A destra dell’edicola votiva, oltre la Chiesa di San Leonardo (fine sec.XVI), la strada conduce al palazzo Montefusco (attuale sede del Collegio dei Traduttori), detto della "Catena" a causa dell'ostacolo posto all'ingresso per scoraggiare i passanti indiscreti ; proseguendo si arriva alla piazza della Repubblica detta "il pozzo" da una antica cisterna d'acqua sorgiva. Questa piazza molto frequentata dai giovani procidani, é il punto d'incontro tra la nuova Via Libertà che conduce al porto e la via Vittorio Emanuele II che continua verso il centro cittadino.
La strada a sinistra dell'edicola votiva prende invece il nome del Principe Umberto. Lungo la salita, sul lato sinistro, s'incontrano, dapprima, un altro accesso all'Istituto tecnico nautico "F. Caracciolo", sede del museo del Mare, visitabile la mattina dei giorni feriali, e poi sulla destra il casale Principe Umberto.
La salita termina in piazza dei Martiri, la piazza teatro delle speranze e della repressione del 1799. Qui, infatti, i rivoluzionari isolani issarono l'albero della Libertà, con i colori rosso-giallo-blu. La rivolta fu però presto soffocata nel sangue dai Borbone e dagli Inglesi, che riconquistarono l'isola prima di Napoli. E proprio nel canale di Procida (il tratto di mare tra Procida e il continente) la flotta inglese dell'ammiraglio Nelson affrontò con successo le navi della Repubblica Partenopea, comandate dall'ammiraglio Francesco Caracciolo.
A ricordare la furia reazionaria, nella piazza, c'é una stele commemorativa dei gentiluomini, dei propretari e dei sacerdoti giustiziati per aver dato il proprio contributo al governo repubblicano.
Al centro della piazza sorge il monumento dedicato ad Antonio Scialoja (1896), insigne oratore, politico, letterato, senatore del Regno d'Italia e ministro della Pubblica Istruzione.
Sulla sinistra, verso l'interno, le stradine strette raggiungono la zona detta "Vigna", per l'antica coltivazione a vigneto, dove si trova un casale chiamato "Vascello", dalla sua forma, costituito da edifici a tre livelli intorno ad una corte chiusa e scoperta.
In fondo alla piazza, la Chiesa della Madonna delle Grazie(XVII sec.), elevata a cavalcione della roccia alla sommità della Corricella, guarda il panorama che va da Oriente ad Occidente, dalla Punta dei Monaci alla Punta Pizzaco. La costruzione della cupola della chiesa fu a lungo impedita dalla nobile famiglia De Iorio, proprietaria dell’omonimo palazzo situato alle spalle della chiesa rispetto al mare, poiché ostruiva la vista panoramica verso il mare, godibile dai balconi del loro palazzo.

**MATERIALE FORNITO**
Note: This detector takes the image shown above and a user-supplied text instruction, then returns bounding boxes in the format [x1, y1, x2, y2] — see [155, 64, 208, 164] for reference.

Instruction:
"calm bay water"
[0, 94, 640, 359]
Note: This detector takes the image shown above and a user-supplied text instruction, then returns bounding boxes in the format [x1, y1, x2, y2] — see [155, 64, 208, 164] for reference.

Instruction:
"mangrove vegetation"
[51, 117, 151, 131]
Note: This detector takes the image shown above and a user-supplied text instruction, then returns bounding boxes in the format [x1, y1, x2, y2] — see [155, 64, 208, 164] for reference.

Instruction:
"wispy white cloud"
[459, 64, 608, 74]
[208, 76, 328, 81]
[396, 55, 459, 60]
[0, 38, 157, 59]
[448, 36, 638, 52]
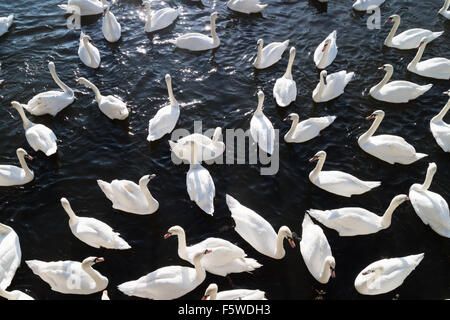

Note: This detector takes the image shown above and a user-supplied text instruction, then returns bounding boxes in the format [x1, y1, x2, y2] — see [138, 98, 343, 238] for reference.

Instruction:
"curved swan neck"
[49, 65, 72, 92]
[385, 17, 401, 45]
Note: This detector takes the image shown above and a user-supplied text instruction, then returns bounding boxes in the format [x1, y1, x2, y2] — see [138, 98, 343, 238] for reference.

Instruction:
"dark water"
[0, 0, 450, 299]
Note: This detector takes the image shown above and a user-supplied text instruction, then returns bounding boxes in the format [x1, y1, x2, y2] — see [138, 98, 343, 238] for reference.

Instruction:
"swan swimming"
[309, 151, 381, 197]
[23, 62, 75, 116]
[358, 110, 428, 164]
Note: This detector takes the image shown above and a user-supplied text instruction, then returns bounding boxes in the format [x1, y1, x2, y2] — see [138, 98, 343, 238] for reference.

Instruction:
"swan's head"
[278, 226, 295, 248]
[202, 283, 219, 300]
[164, 226, 184, 239]
[366, 110, 384, 120]
[283, 113, 299, 121]
[309, 150, 327, 162]
[16, 148, 33, 160]
[386, 14, 400, 23]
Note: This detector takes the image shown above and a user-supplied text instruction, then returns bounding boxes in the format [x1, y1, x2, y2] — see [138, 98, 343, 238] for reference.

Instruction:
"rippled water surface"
[0, 0, 450, 299]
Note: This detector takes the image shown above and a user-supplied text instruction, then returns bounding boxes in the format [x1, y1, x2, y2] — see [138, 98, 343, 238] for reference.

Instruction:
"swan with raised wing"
[226, 194, 295, 259]
[0, 223, 22, 289]
[250, 90, 275, 154]
[300, 213, 336, 283]
[408, 37, 450, 80]
[358, 110, 428, 164]
[164, 226, 262, 277]
[117, 249, 211, 300]
[97, 174, 159, 215]
[314, 30, 338, 69]
[312, 70, 355, 102]
[147, 74, 180, 141]
[143, 1, 179, 32]
[175, 12, 220, 51]
[253, 39, 289, 69]
[23, 62, 75, 116]
[273, 47, 297, 107]
[0, 148, 34, 186]
[61, 198, 131, 250]
[370, 64, 433, 103]
[409, 162, 450, 238]
[202, 283, 267, 300]
[354, 253, 424, 295]
[169, 127, 225, 162]
[25, 257, 109, 295]
[78, 32, 101, 69]
[283, 113, 336, 143]
[309, 151, 381, 197]
[11, 101, 58, 156]
[77, 77, 129, 120]
[384, 14, 444, 50]
[307, 194, 409, 237]
[430, 90, 450, 152]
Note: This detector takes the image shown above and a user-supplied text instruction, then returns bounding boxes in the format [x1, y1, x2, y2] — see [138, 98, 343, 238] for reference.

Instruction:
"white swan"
[353, 0, 384, 11]
[354, 253, 424, 295]
[358, 110, 428, 164]
[147, 74, 180, 141]
[253, 39, 289, 69]
[309, 151, 381, 197]
[0, 288, 34, 300]
[300, 213, 336, 283]
[0, 223, 22, 289]
[0, 14, 14, 37]
[283, 113, 336, 143]
[102, 5, 122, 42]
[58, 0, 108, 16]
[430, 90, 450, 152]
[164, 226, 262, 277]
[226, 194, 295, 259]
[184, 141, 216, 215]
[312, 70, 355, 102]
[314, 30, 338, 69]
[227, 0, 268, 14]
[25, 257, 108, 294]
[273, 47, 297, 107]
[77, 77, 129, 120]
[384, 14, 444, 50]
[78, 32, 101, 69]
[169, 127, 225, 162]
[439, 0, 450, 19]
[175, 12, 220, 51]
[143, 1, 179, 32]
[307, 194, 409, 237]
[61, 198, 131, 250]
[409, 162, 450, 238]
[97, 174, 159, 215]
[408, 37, 450, 80]
[202, 283, 267, 300]
[0, 148, 34, 186]
[250, 90, 275, 154]
[23, 62, 75, 116]
[11, 101, 58, 156]
[370, 64, 433, 103]
[117, 250, 211, 300]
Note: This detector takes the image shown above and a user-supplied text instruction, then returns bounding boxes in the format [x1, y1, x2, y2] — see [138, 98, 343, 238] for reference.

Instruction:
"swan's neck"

**ESERCIZI ASSEGNATI**
A) Rispondi a queste domande sul testo:
(i) Perché il palazzo Montefusco è detto della "Catena"?
(ii) A chi è dedicato il monumento al centro di piazza dei Martiri, e di quale anno è?
(iii) Quale famiglia impedì a lungo la costruzione della cupola della Chiesa della Madonna delle Grazie?
B) Riporta le righe dei record, istruzioni comprese, aumentando di 68 ogni numero delle coordinate dei riquadri di risposta. Comincia dalla prima riga dei record e fermati dopo la riga che contiene "[448, 36, 638, 52]".

**SOLUZIONI**
A)
(i) A causa dell'ostacolo posto all'ingresso per scoraggiare i passanti indiscreti.
(ii) Ad Antonio Scialoja; è del 1896.
(iii) La nobile famiglia De Iorio.

B)
Note: This detector takes the image shown above and a user-supplied text instruction, then returns bounding boxes in the format [x1, y1, x2, y2] — see [155, 64, 208, 164] for reference.

Instruction:
"calm bay water"
[68, 162, 708, 427]
Note: This detector takes the image shown above and a user-supplied text instruction, then returns bounding boxes in the format [x1, y1, x2, y2] — see [155, 64, 208, 164] for reference.

Instruction:
"mangrove vegetation"
[119, 185, 219, 199]
Note: This detector takes the image shown above and a user-supplied text instruction, then returns bounding boxes in the format [x1, y1, x2, y2] — see [155, 64, 208, 164] for reference.

Instruction:
"wispy white cloud"
[527, 132, 676, 142]
[276, 144, 396, 149]
[464, 123, 527, 128]
[68, 106, 225, 127]
[516, 104, 706, 120]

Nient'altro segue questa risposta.